- **Required task**
List every line below that contains the string "your", matching uppercase and lowercase exactly.

- **Supplied entries**
** Start **

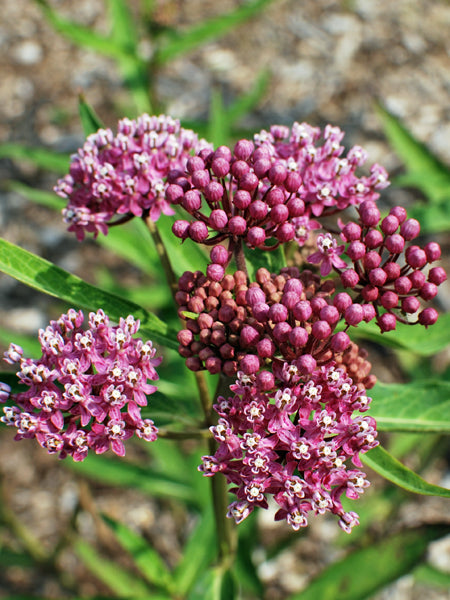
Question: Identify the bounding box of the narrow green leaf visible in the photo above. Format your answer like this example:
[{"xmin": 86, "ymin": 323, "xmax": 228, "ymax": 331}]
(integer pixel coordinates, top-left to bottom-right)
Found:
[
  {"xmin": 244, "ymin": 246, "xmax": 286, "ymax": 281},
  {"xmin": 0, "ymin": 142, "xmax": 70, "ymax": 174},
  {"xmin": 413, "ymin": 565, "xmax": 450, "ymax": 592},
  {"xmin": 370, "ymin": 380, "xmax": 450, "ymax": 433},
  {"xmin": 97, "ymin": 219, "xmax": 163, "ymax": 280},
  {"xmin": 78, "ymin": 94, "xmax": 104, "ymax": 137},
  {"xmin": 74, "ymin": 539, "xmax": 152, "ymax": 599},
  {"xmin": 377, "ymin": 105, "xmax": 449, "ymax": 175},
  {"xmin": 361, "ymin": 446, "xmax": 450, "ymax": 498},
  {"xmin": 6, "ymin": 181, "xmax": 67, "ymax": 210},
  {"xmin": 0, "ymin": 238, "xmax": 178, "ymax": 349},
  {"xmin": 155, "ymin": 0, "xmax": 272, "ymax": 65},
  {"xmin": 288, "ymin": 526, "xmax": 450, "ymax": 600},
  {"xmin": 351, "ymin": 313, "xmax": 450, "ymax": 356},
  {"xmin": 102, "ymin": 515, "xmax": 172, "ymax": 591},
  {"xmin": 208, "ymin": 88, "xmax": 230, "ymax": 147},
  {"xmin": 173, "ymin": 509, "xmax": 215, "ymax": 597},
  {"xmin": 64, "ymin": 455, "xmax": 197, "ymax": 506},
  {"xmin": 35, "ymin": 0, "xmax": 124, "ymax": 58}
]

** End **
** Start **

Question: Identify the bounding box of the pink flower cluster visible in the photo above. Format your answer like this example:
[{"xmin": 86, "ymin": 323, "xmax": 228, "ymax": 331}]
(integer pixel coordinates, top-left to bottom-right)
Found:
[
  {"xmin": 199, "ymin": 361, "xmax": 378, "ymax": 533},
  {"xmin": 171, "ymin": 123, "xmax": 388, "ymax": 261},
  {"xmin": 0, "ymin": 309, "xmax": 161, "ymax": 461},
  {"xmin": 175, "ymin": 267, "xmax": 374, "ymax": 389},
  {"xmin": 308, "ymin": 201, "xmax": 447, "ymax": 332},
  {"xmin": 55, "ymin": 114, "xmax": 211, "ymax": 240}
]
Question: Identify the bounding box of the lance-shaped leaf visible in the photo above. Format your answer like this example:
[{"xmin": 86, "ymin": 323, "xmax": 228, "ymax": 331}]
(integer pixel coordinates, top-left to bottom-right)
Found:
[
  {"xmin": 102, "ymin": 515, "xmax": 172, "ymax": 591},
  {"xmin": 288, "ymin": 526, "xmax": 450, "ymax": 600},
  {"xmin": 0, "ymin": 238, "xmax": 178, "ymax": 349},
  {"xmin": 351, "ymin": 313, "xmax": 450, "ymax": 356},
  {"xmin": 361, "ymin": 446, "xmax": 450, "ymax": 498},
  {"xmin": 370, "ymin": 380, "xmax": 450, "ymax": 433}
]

** End **

- **Task output**
Question: Identify the bounding box of the narrow green leaf visible in the photo above. Format your answer like this example:
Question: Identify the bounding box of the pink flower cluster visible in the photo above. Format your answer like this example:
Question: Identify the bounding box of the lance-shaped leaf visible in the photo above. Format your answer like this example:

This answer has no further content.